[DATA PROVIDED]

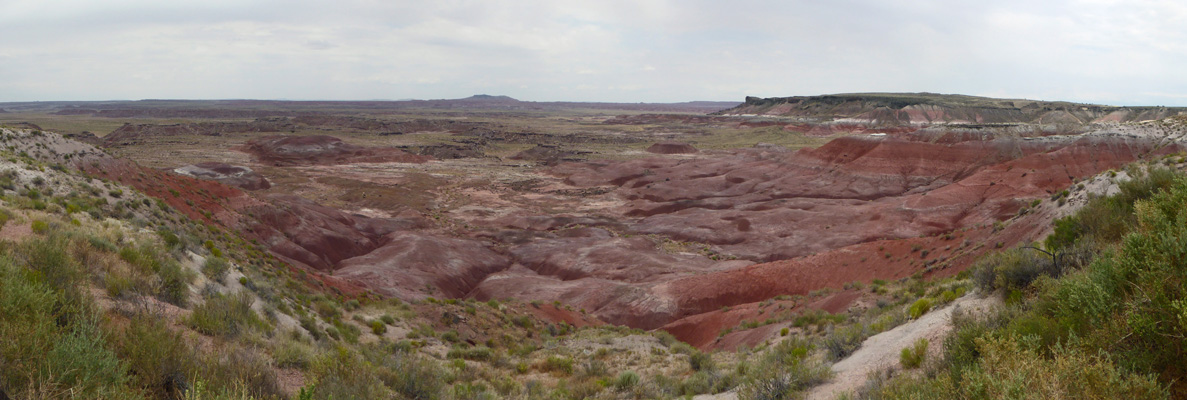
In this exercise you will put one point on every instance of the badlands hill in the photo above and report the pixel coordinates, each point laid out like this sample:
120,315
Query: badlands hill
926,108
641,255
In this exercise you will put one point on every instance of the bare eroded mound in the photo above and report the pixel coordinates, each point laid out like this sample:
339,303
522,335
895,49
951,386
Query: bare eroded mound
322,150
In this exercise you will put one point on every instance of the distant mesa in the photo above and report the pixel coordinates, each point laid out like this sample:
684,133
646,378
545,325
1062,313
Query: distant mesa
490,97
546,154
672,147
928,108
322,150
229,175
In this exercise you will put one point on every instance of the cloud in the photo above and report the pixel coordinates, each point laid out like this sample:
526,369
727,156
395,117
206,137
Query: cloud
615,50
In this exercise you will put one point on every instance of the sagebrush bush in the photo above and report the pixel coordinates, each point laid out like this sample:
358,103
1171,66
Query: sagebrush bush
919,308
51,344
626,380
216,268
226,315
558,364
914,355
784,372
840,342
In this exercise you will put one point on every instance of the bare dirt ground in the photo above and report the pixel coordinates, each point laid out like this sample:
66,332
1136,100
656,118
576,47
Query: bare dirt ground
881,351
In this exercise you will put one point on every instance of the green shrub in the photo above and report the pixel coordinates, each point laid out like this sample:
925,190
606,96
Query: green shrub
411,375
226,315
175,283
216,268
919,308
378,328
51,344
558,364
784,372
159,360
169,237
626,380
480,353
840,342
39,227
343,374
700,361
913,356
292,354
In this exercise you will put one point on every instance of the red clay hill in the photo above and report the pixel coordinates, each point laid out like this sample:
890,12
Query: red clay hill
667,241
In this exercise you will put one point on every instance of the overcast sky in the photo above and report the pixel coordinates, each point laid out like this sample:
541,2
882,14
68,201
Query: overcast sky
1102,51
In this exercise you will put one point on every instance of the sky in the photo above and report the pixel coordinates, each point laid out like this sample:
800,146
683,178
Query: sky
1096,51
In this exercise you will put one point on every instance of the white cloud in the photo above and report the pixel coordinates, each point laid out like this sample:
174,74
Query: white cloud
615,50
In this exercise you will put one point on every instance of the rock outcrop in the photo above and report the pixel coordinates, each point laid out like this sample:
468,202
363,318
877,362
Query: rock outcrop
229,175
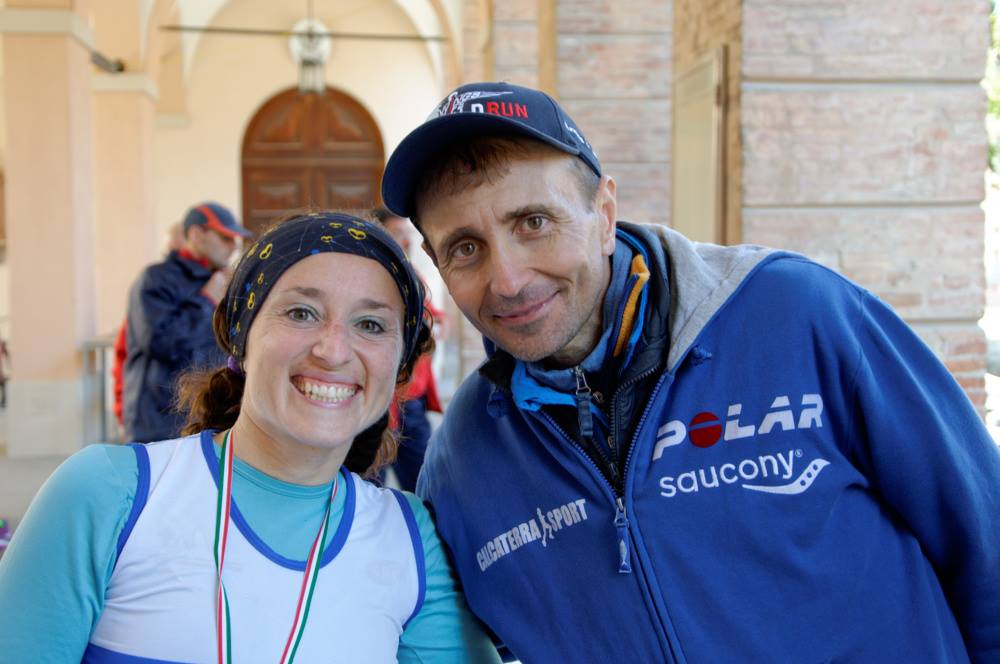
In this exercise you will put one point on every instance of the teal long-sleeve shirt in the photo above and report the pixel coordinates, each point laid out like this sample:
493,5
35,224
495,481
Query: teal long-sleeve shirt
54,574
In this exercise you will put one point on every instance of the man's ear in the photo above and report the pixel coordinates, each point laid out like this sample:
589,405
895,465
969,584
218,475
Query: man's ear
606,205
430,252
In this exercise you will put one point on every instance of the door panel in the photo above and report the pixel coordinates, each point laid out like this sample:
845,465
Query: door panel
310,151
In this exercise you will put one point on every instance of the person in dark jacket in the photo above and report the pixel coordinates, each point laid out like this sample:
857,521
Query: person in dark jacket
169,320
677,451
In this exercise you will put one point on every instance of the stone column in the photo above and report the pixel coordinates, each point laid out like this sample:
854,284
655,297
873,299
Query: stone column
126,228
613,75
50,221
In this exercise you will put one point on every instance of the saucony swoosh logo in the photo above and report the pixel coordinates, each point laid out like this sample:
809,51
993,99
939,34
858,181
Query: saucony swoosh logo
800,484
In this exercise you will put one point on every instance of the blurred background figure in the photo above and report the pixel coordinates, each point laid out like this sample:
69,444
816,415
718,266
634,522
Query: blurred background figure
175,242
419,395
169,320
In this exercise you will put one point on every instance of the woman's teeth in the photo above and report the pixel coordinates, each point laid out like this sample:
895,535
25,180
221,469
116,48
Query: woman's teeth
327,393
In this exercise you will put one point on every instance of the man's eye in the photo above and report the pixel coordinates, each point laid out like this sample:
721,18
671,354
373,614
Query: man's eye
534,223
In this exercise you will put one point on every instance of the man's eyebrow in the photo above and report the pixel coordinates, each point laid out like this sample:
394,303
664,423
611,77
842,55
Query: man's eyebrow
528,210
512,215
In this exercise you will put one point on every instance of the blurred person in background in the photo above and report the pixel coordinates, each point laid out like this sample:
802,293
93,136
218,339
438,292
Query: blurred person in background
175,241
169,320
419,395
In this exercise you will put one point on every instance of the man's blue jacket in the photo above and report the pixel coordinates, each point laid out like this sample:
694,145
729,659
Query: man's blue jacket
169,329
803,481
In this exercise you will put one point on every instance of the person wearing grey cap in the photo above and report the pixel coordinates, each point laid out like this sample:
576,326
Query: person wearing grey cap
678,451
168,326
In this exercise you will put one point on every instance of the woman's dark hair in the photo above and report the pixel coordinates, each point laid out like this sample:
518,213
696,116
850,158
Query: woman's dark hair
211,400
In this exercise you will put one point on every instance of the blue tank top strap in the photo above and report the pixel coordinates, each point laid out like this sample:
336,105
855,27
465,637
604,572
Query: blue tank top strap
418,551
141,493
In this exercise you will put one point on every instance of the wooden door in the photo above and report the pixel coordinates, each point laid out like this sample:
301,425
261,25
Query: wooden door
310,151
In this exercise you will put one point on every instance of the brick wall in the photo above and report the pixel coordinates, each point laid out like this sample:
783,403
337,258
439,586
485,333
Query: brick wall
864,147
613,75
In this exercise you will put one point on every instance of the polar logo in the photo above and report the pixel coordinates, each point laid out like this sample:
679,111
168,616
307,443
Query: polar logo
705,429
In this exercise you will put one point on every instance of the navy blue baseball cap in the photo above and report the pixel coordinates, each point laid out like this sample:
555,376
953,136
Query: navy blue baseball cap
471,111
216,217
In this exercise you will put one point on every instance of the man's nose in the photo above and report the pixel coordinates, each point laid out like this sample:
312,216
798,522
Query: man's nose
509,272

[/DATA PROVIDED]

Reproduce the data exactly as it appears above. Pictures are to be left out.

# [SOLUTION FOR THIS EXERCISE]
In this exercise you will put one point on every instance of the badlands hill in the photo above and report the pixel coordinates, each point laid out like this sample:
120,315
Query: badlands hill
926,108
641,255
In this exercise you will put one point on every instance of the bare eroded mound in the photo above and report the pixel coordinates, each point laid out like this sample:
339,303
522,335
895,49
951,386
Query: bare eroded mound
322,150
In this exercise you will put one point on every instance of the distant mesa in the photo above and report the pixel coordinates, each point laid out like this sample:
684,133
646,378
545,325
1062,313
Query: distant mesa
490,97
546,154
672,147
928,108
322,150
229,175
In this exercise you will put one point on every instance of the cloud in the photo above and report the pixel coordinates, each point laid out like this sample:
526,369
727,156
395,117
206,137
Query: cloud
615,50
In this exercise you will put one point on every instance of the sagebrush bush in the photo above and report the pixel coordinates, each point laid out like this sample:
358,103
1171,66
Query: sagebrush bush
919,308
51,344
626,380
216,268
226,315
558,364
914,355
784,372
840,342
In this exercise you will put one point on every instance of the bare dirt ground in the photo above and report the pixel coordinates, each point laid out like this sample:
66,332
1136,100
656,118
576,47
Query: bare dirt ground
881,351
In this exercise you will put one point on every instance of the green shrub in the photo above and report the pixel coordinates, each point laid out like this sample:
925,190
606,96
Query: green shrub
411,375
226,315
175,283
216,268
919,308
378,328
51,344
558,364
784,372
159,360
169,237
626,380
480,353
840,342
39,227
343,374
700,361
913,356
292,354
In this exercise you will put one point on every instance of the red clay hill in the photo above and report the pixel coordinates, each point laid out like this sample:
890,12
Query: red clay hill
667,241
In this exercise you will put one point on every instance of the overcast sky in the photo above and report the pixel coordinates, each point laid out like this sample:
541,2
882,14
68,201
Query: overcast sky
1102,51
In this exercise you will put one point on every instance of the sky in the photo above and report the pixel coordinates, each point laid out like this sample:
800,146
683,178
Query: sky
1096,51
In this exercise you will put one point on every instance of the white cloud in the photo above and report the pixel coordinates, each point laid out like this sample:
174,74
Query: white cloud
615,50
In this exercise you will put one point on every instance of the rock outcrop in the photo above and report the pixel coordinates, each point laid out like this sample:
468,202
363,318
877,362
Query: rock outcrop
229,175
In this exercise you will put one point on every instance of the teal long-sleeve shirt in the photo above and report the pixel coordinates, each point laid out like this sample:
493,5
35,224
495,481
Query: teal long-sleeve shirt
54,574
In this exercise you will put one point on every instance of the man's ear in the photo above and report the pixel coordinates, each point laid out like this sample:
589,405
895,465
969,584
218,475
Query: man's ear
606,205
430,252
In this exercise you will put one point on every instance of the door panel in the photo above and report the pixel coordinates, each point laid out like this sample:
845,465
Query: door panel
310,151
In this exercise you will put one point on every instance of the person in dark jacket in the photo above and report the pixel coordinates, each point laid out like this sample:
857,521
Query: person in dark jacket
169,320
677,451
In this exercise you will put one point on every instance of the stone column in the photo above and report the pixel coordinates, each point laid out like this sample:
854,284
655,297
873,299
Query: stone column
126,228
613,75
50,221
In this exercise you will put one point on every instance of the saucony swoosh logo in the photo above and report the pixel coordinates, each point laid out like this sample:
809,51
993,99
939,34
858,181
Query: saucony swoosh logo
800,484
In this exercise you will put one point on every instance of the blurred background figure in the photo above and report the pixel coordinates, each point laid out like this sample:
69,444
816,415
718,266
634,522
Query: blurred background figure
175,242
419,395
169,320
In this exercise you will put one point on every instance of the woman's teeth in the photo above and report the pixel coordinates, each point laid out like this sample:
895,535
25,180
221,469
116,48
Query: woman's teeth
327,393
In this exercise you will put one point on every instance of the man's eye in the photo above and report the pixel coordinates, each point laid out like this sample:
721,18
671,354
373,614
Query: man's eye
534,223
In this exercise you will put one point on every instance of the man's eyebrow in the photo above and report the pixel coordinates, each point laid out like this sample:
394,303
664,423
611,77
842,55
Query: man's eyebrow
528,210
512,215
In this exercise you will put one point on every instance of the blurred person in background in the photo above and report the pixel coordinates, each point laid out like this sample:
802,293
93,136
218,339
438,292
Query: blurred person in background
175,241
169,320
419,395
In this exercise you will put one point on every instance of the man's blue jacket in the photo above and report the pixel coordinates, each point laid out like this sample:
694,145
729,659
Query: man's blue jacket
169,329
803,481
In this exercise you will put one point on every instance of the person wearing grey cap in the photo above and report the pixel coordinates, each point laid out like this sample:
576,326
Query: person wearing grey cap
678,451
168,326
In this exercise you will put one point on every instance of the woman's dark hair in the photo above and report the pixel coordinates, each point laid out like this sample:
518,213
696,116
850,158
Query: woman's dark hair
211,400
In this exercise you will put one point on every instance of the blue tank top strap in the photo above and report the pixel coordinates, each point laid out like this sample:
336,105
855,27
465,637
604,572
Query: blue tank top strap
418,551
141,493
In this exercise you will put one point on every instance of the wooden door in the photo above and report the pixel coordinates, each point laid out like this sample:
301,425
261,25
Query: wooden door
310,151
In this exercise you will put one point on every instance of the brick wall in the photo above and report the pixel coordinates, each point laid out like this sample:
783,403
337,258
439,586
485,333
Query: brick wall
864,147
613,75
In this exercise you will put one point on every instance of the polar logo in the photo above and report the pixel coordinates, each point laid out like this sample:
679,111
168,616
307,443
Query: polar logo
705,429
In this exercise you will put one point on every instance of the navy blue baseball cap in the photo above and report the pixel coordinates, each point laid out like this sample:
555,376
953,136
Query: navy blue baseball cap
471,111
216,217
In this exercise you will put one point on every instance of the man's nose in the photo above and report the pixel coordinates, each point laid out like this sample:
312,216
798,522
Query: man's nose
509,272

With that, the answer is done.